**Text extract:**
<<<<

Carter's colleague, LAPD bomb expert Tania Johnson, traces it to Clive, a man previously arrested by Carter. Lee presses Clive into revealing his business relationship with Juntao, whom he met at a restaurant in Chinatown, earning Carter's trust. Carter goes to the restaurant alone and sees a surveillance video of Juntao carrying Soo Yung into a van. Lee arrives and saves Carter from Juntao's syndicate, but they are taken off the case as the FBI blames them for the botched ransom drop, with Lee sent back to Hong Kong.

However, Carter refuses to give up and appeals to Johnson for assistance to sneak on board Lee's plane, where he persuades the Hong Kong detective to help stop Juntao together. Griffin later involves himself in the case, revealing more about the HKPF's past with Juntao's syndicate, and implores Han to pay the ransom to avoid further bloodshed. 

At the opening of a Chinese art exhibition at the Los Angeles Convention Center, overseen by Han and Griffin, the now $70 million ransom is delivered, and Carter, Lee, and Johnson enter disguised as guests. Carter orders the guests to evacuate for safety, angering the FBI, but Lee catches Griffin accepting a remote for the detonator from Sang. Lee and Johnson realize Griffin is Juntao when Carter recognizes him from the Chinatown surveillance tape.

Griffin threatens to detonate a bomb vest attached to Soo Yung and demands that the ransom be paid in full, as compensation for the priceless Chinese artifacts which Lee recovered in his raid. Carter sneaks out, locates Soo Yung in the van, and drives it into the building within range of Griffin, preventing him from setting off the vest. 

Johnson gets the vest off Soo Yung, while Griffin heads to the roof with the bag of money. Lee takes the vest and pursues Griffin, while Carter shoots Sang dead in a gunfight. Lee has a brief altercation with Griffin that culminates in both dangling from the rafters. Griffin, holding on to the vest, falls to his death when its straps are torn, but when Lee falls, Carter catches him with a large flag. 

Han and Soo Yung are reunited, and Han sends Carter and Lee on vacation to Hong Kong as a reward. Before Carter leaves, agents Russ and Whitney offer him a position in the FBI, which he mockingly refuses. Carter boards the plane with Lee, who annoyingly starts singing Edwin Starr's "War" off-key.

>>>>

**Named object pointing entries:**
<<<<

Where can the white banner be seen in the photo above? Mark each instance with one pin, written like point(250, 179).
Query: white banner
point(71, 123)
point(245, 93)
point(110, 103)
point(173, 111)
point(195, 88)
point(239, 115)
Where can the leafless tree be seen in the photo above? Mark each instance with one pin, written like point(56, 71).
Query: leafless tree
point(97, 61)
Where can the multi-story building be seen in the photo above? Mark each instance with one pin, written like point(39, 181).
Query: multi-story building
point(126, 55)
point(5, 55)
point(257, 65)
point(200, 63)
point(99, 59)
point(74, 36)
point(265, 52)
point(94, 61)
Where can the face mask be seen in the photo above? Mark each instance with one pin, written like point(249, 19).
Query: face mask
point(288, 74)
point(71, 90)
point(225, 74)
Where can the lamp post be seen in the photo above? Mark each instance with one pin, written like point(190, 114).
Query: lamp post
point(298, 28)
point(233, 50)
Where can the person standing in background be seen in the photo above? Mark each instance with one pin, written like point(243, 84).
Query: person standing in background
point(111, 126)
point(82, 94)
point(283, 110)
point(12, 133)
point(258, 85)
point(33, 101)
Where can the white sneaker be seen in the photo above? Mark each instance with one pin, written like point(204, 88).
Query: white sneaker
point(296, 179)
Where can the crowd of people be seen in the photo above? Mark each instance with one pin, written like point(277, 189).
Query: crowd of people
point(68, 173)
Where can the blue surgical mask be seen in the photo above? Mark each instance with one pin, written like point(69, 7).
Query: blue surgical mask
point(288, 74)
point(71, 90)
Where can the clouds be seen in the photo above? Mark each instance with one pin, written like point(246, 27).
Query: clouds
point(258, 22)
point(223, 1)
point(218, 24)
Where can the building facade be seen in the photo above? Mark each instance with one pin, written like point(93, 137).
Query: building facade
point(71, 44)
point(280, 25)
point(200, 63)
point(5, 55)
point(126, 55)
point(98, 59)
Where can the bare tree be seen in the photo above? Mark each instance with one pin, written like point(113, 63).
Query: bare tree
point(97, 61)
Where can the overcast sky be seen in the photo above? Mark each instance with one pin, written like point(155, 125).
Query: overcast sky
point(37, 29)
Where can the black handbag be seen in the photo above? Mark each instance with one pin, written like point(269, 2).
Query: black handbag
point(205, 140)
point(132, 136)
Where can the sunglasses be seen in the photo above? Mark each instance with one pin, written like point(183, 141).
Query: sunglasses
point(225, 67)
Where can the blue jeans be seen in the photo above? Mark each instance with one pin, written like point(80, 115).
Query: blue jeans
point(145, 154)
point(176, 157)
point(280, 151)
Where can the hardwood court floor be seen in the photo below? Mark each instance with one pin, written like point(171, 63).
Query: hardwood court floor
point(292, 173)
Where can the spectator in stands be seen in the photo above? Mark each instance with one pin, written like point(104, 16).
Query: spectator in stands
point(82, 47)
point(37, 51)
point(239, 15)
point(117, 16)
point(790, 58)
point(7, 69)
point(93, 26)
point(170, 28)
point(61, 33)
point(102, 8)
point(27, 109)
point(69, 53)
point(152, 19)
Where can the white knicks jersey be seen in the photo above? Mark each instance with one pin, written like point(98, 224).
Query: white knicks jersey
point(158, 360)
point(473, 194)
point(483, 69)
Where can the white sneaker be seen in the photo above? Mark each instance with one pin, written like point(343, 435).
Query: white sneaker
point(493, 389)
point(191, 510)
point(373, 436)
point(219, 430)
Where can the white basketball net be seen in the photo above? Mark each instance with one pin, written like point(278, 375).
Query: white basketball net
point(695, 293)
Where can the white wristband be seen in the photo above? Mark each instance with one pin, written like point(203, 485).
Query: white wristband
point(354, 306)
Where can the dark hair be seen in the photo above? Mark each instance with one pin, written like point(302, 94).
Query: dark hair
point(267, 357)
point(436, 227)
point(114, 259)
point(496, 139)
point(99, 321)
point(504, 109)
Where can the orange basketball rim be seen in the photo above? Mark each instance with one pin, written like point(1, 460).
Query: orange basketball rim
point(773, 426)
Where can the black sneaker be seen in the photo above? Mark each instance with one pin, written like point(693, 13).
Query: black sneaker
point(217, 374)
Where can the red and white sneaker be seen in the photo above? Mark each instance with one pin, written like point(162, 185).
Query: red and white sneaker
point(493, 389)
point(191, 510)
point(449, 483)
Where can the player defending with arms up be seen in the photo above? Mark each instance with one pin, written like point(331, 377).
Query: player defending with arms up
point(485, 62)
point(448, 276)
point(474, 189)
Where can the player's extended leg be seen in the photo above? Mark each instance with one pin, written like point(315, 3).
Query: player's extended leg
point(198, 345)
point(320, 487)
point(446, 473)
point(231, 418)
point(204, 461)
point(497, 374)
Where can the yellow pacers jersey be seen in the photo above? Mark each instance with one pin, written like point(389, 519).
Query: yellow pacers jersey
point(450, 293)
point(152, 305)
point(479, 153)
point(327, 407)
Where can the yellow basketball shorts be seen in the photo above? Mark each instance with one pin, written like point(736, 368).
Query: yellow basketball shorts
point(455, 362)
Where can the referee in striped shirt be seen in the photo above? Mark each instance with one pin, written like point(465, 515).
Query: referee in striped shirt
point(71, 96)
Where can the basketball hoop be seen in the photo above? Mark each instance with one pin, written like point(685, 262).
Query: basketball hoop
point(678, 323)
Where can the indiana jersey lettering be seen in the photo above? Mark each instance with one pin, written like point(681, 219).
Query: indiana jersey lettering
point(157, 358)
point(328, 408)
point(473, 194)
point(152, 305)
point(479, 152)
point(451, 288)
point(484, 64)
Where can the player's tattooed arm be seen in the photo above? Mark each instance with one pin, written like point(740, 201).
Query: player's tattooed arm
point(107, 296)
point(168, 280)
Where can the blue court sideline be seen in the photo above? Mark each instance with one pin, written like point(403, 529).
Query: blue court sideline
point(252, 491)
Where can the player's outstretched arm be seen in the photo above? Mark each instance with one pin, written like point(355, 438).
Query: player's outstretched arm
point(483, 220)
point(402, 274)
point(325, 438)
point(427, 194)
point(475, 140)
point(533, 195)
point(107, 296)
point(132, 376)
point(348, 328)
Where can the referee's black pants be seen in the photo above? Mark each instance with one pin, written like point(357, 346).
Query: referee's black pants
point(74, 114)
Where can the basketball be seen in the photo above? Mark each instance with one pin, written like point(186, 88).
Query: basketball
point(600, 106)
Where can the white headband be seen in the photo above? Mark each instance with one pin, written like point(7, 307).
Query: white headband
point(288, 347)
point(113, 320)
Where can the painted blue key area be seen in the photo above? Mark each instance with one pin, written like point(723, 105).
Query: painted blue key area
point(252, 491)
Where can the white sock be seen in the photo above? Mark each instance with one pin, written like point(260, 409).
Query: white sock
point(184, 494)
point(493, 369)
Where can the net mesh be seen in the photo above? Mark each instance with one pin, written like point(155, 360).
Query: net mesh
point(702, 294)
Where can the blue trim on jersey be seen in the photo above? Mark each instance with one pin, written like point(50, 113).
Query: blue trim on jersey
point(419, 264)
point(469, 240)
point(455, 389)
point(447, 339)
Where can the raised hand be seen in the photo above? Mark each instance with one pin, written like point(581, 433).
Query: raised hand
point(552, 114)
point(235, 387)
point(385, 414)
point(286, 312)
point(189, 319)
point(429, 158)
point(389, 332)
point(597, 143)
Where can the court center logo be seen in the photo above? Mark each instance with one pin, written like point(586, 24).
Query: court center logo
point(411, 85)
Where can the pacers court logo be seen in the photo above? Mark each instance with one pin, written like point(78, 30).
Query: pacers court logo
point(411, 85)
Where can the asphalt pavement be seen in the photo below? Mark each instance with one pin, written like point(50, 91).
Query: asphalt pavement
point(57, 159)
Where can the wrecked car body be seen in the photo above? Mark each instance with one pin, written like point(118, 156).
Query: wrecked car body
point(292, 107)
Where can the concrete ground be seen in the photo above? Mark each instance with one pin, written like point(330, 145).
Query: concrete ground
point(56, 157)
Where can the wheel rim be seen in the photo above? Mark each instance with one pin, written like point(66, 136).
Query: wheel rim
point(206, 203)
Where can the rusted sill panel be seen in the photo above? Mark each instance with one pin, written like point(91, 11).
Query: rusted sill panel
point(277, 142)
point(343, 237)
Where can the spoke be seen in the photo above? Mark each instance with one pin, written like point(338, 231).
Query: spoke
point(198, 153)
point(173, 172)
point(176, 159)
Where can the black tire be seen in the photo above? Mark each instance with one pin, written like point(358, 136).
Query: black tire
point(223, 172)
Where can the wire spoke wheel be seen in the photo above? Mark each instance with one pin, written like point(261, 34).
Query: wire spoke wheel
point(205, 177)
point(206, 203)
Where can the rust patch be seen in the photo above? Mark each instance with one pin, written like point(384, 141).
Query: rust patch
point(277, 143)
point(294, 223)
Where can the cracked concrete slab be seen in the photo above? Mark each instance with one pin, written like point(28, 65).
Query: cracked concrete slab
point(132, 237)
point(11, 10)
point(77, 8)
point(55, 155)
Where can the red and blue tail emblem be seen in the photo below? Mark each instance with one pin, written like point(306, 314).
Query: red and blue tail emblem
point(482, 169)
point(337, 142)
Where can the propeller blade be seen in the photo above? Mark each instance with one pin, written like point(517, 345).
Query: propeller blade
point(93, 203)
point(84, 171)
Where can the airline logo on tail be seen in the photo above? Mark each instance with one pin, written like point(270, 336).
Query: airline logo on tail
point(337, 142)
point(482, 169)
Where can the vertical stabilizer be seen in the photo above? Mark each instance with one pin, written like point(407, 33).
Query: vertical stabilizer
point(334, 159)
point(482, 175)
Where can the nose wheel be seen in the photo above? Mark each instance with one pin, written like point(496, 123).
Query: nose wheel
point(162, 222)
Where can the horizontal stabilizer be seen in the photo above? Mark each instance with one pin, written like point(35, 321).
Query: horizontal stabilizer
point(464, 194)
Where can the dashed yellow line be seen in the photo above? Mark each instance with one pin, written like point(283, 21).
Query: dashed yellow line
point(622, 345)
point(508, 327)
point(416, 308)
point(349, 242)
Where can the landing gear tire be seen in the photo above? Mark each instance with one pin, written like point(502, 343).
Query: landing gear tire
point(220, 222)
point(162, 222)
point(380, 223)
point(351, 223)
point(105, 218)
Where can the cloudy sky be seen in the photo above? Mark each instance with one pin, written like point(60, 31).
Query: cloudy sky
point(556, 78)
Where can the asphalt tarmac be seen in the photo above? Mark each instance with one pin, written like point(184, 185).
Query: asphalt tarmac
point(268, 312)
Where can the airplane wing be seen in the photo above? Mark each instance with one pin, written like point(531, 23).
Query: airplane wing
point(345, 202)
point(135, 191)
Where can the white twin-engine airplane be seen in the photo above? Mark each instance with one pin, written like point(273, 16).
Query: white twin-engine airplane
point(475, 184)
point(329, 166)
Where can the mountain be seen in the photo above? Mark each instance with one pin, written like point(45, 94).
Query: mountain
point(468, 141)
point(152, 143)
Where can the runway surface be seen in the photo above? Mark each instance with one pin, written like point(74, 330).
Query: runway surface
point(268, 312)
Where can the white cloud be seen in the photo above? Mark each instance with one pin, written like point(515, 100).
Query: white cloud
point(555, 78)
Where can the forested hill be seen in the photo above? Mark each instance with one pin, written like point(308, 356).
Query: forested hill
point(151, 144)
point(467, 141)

>>>>

**Directives:**
**1)** Reproduce the passage from the Carter and Lee plot summary, starting at "At the opening" and ending at "off the vest.".
**2)** Carry on the Carter and Lee plot summary from its last sentence.

**Expected outputs:**
**1)**
At the opening of a Chinese art exhibition at the Los Angeles Convention Center, overseen by Han and Griffin, the now $70 million ransom is delivered, and Carter, Lee, and Johnson enter disguised as guests. Carter orders the guests to evacuate for safety, angering the FBI, but Lee catches Griffin accepting a remote for the detonator from Sang. Lee and Johnson realize Griffin is Juntao when Carter recognizes him from the Chinatown surveillance tape.

Griffin threatens to detonate a bomb vest attached to Soo Yung and demands that the ransom be paid in full, as compensation for the priceless Chinese artifacts which Lee recovered in his raid. Carter sneaks out, locates Soo Yung in the van, and drives it into the building within range of Griffin, preventing him from setting off the vest.

**2)**
Cast 
 Jackie Chan as Chief Inspector Lee, a top Hong Kong cop who comes to Los Angeles to help his friend find his kidnapped daughter.
 Chris Tucker as Detective James Carter, a fast-talking street-smart LAPD Detective originally assigned by the FBI to babysit Lee and keep him out of their investigation.
 Tom Wilkinson as Thomas Griffin/Juntao, a British diplomat and colleague of Han's who is secretly the top crime lord in Hong Kong.
 Tzi Ma as Consul Solon Han, Soo Yung's father and a Hong Kong diplomat who has just moved to Los Angeles.
 Ken Leung as Sang, Juntao's second in command.
 Elizabeth Peña as Detective Tania Johnson, an aspiring bomb squad technician in the LAPD who helps Carter rescue Soo-Yung.
 Mark Rolston as Special Agent Warren Russ of the FBI.
 Rex Linn as FBI agent Dan Whitney.
 Chris Penn as Clive Cod, a small time arms dealer who was arrested by Carter in a botched sting operation.
 Philip Baker Hall as Captain Bill Diel, Carter's supervisor.  He gives Carter the FBI assignment as punishment for a botched undercover sting operation.
 Julia Hsu as Soo-Yung Han, Consul Han's daughter who is kidnapped by a criminal organization. She is also a martial arts student of Lee's.
 John Hawkes as "Stucky", Carter's informant.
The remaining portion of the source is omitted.